- [Task objective]: Give the lines again exactly, from the one holding "Target: black bag" to the last line of the listing below, both ends included and nothing added.

- [Records shown]:

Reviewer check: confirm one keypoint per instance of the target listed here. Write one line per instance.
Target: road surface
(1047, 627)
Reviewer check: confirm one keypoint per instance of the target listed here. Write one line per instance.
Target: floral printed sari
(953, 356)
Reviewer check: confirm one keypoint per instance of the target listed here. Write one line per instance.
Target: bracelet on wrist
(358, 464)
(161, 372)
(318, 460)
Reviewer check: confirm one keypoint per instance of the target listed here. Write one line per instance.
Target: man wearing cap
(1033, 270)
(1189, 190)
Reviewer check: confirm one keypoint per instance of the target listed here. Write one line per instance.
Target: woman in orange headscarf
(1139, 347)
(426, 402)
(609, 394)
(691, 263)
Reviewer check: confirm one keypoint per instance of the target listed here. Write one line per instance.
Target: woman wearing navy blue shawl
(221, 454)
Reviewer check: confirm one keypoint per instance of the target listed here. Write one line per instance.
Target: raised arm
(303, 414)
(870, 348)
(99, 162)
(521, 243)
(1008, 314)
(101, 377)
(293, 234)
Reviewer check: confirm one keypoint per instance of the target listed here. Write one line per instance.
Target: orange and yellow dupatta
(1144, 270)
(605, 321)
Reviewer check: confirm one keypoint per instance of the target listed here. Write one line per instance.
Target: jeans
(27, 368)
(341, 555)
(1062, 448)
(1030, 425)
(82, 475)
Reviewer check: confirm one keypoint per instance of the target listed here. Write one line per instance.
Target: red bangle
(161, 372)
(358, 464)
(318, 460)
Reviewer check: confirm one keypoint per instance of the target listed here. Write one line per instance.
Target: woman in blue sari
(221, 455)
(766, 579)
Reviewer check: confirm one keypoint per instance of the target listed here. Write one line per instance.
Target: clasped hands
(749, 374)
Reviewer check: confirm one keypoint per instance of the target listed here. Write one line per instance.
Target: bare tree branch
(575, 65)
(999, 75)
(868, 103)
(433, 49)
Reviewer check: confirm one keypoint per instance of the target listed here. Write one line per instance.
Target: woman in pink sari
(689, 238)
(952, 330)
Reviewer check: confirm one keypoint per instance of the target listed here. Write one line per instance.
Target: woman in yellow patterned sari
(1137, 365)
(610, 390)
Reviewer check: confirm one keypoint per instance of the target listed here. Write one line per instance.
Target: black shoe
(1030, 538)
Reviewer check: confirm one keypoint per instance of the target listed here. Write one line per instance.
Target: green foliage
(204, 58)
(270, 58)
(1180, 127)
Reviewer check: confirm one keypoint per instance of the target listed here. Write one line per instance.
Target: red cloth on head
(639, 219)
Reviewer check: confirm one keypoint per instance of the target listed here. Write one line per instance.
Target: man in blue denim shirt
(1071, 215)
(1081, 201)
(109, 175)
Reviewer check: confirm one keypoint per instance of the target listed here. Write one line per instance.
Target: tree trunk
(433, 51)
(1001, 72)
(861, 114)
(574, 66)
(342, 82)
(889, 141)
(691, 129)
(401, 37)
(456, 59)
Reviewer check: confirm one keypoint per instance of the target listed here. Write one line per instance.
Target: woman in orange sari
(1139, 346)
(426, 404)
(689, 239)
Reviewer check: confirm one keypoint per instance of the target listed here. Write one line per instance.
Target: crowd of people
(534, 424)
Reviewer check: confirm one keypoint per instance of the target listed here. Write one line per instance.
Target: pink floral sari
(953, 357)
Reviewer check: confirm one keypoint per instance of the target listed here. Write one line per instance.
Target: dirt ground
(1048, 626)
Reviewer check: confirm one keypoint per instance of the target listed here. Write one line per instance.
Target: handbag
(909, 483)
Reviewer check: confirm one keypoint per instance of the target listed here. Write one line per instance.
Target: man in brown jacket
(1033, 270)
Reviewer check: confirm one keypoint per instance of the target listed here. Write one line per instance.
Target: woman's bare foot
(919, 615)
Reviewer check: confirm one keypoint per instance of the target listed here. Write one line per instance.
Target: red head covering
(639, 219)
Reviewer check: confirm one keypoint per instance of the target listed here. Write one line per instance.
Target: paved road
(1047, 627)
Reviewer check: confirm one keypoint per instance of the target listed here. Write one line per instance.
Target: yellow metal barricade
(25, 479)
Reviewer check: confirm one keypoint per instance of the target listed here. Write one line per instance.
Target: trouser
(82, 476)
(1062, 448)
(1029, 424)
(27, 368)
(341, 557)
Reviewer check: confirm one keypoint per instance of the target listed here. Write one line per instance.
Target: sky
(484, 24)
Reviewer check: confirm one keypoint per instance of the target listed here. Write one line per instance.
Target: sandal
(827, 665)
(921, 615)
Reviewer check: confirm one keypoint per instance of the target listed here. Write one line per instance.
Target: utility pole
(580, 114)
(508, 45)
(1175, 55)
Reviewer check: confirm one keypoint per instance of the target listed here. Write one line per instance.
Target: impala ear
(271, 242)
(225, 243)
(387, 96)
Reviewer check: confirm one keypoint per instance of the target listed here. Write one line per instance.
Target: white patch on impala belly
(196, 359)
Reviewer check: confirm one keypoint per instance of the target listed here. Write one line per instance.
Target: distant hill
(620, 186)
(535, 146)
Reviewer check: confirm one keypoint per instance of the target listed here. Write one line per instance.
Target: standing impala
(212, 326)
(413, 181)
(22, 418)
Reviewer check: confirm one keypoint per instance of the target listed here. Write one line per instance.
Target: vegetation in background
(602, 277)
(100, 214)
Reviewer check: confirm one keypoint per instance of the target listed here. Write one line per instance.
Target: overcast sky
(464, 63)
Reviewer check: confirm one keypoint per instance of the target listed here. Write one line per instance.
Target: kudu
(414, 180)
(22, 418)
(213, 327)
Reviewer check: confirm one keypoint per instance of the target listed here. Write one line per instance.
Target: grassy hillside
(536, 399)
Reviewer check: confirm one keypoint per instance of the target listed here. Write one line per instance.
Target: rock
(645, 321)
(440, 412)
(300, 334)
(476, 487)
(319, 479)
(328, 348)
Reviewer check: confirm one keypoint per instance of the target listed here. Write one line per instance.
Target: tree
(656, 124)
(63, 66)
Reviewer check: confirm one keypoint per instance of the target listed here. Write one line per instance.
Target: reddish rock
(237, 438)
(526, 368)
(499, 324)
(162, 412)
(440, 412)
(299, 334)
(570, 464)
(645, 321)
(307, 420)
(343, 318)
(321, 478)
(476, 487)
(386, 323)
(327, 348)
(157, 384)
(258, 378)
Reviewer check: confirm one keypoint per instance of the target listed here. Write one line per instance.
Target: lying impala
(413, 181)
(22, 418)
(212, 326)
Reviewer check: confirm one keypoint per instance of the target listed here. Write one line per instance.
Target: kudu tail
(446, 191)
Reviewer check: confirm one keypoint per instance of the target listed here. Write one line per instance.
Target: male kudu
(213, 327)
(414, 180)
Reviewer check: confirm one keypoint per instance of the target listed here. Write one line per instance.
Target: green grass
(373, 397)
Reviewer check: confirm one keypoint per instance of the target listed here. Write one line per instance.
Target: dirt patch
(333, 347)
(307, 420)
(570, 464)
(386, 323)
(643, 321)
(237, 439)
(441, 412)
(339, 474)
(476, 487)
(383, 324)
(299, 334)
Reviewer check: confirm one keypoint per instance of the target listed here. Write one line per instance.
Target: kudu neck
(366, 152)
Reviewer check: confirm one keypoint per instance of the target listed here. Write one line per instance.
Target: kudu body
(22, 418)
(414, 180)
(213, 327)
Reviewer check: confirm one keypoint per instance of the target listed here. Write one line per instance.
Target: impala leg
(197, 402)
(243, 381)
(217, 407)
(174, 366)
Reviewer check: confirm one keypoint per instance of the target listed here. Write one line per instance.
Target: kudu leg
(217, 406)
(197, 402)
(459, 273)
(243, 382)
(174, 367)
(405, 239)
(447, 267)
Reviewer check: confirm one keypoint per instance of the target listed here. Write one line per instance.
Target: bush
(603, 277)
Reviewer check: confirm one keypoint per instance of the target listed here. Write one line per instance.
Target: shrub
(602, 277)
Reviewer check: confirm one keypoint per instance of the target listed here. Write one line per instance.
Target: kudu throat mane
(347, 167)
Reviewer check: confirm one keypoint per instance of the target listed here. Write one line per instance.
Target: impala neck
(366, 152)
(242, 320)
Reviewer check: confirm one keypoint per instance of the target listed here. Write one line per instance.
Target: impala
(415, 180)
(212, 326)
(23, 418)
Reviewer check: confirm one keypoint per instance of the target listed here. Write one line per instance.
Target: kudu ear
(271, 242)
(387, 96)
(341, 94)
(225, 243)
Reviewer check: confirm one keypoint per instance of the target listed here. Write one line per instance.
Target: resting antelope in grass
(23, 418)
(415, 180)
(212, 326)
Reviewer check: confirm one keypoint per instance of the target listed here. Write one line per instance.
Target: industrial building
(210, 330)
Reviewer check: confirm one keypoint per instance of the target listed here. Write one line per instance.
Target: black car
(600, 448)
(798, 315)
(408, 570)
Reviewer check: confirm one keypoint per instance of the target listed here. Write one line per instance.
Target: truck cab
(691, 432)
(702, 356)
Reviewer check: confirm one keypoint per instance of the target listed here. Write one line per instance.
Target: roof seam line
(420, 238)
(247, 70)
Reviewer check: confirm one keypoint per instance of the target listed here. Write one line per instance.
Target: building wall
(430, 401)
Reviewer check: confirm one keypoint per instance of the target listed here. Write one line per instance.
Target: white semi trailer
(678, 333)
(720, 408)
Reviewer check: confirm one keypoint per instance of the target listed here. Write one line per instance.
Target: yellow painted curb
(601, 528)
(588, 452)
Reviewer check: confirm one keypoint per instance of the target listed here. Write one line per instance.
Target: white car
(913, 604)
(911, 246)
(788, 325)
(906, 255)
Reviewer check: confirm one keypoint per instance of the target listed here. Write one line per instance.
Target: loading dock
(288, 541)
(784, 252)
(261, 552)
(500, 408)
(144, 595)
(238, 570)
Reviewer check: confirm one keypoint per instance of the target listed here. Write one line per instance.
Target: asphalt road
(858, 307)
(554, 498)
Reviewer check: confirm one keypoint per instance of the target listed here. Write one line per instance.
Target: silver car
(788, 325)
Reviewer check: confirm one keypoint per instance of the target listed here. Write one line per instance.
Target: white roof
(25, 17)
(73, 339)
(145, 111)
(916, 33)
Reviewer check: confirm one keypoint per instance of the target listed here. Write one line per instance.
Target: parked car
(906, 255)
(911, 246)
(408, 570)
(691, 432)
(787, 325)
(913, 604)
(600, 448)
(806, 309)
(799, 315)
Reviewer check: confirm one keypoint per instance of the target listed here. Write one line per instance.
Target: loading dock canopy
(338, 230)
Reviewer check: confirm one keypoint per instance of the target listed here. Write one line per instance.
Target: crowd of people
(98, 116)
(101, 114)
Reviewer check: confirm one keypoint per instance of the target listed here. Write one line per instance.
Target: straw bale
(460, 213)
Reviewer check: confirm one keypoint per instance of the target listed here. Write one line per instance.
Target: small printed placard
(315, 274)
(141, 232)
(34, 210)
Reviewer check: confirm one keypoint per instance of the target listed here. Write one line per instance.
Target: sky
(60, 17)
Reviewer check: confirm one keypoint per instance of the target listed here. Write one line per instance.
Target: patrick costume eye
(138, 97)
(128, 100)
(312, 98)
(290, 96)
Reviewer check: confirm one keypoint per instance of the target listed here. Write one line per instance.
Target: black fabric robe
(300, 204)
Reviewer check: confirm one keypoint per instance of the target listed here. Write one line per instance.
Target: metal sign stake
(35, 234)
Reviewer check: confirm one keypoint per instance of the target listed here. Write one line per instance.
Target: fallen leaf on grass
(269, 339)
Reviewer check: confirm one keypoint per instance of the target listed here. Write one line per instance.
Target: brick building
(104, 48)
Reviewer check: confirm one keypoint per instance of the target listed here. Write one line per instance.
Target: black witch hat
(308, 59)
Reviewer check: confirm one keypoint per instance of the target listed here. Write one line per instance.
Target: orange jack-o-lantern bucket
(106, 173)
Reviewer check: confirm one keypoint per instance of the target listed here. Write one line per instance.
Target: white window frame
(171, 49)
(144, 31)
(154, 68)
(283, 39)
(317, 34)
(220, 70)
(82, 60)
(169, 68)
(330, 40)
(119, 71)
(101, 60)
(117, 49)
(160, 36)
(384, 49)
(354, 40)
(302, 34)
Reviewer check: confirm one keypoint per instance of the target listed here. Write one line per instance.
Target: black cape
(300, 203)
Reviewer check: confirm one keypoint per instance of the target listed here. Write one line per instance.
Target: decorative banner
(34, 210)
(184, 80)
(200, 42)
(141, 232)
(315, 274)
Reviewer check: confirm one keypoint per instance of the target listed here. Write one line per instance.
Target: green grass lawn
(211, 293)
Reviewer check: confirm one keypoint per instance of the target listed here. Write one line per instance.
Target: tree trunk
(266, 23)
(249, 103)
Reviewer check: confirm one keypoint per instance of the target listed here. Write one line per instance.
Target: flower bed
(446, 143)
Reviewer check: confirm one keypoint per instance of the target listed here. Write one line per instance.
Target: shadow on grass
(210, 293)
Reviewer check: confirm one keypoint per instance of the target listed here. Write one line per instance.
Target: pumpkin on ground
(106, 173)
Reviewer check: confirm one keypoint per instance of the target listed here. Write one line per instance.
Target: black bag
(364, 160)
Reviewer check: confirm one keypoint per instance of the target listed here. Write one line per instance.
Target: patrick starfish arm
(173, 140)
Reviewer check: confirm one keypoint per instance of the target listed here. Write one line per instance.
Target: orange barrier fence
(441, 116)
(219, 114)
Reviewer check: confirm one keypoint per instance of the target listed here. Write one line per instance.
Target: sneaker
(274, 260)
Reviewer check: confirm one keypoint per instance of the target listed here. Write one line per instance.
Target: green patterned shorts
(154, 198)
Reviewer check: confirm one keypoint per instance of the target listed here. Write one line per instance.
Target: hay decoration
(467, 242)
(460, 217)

- [Written answer]:
Target: black bag
(364, 160)
Reviewer check: confirm one keypoint per instance of the target listed here. Write one line per instance.
Target: patrick starfish arm
(173, 140)
Reviewer check: confirm one keypoint per instance of the target listed here. Write one line per instance.
Target: orange barrier fence
(441, 116)
(219, 114)
Reviewer check: confirm one keypoint per instance of the target listed here. Write one line per instance.
Target: sneaker
(274, 260)
Reviewer check: confirm one keypoint per instance of the target listed here. Write one line per instance.
Target: green patterned shorts
(154, 198)
Reviewer check: confirm one keypoint per instance of the target listed here. Write one line per instance.
Target: hay decoration
(467, 242)
(460, 217)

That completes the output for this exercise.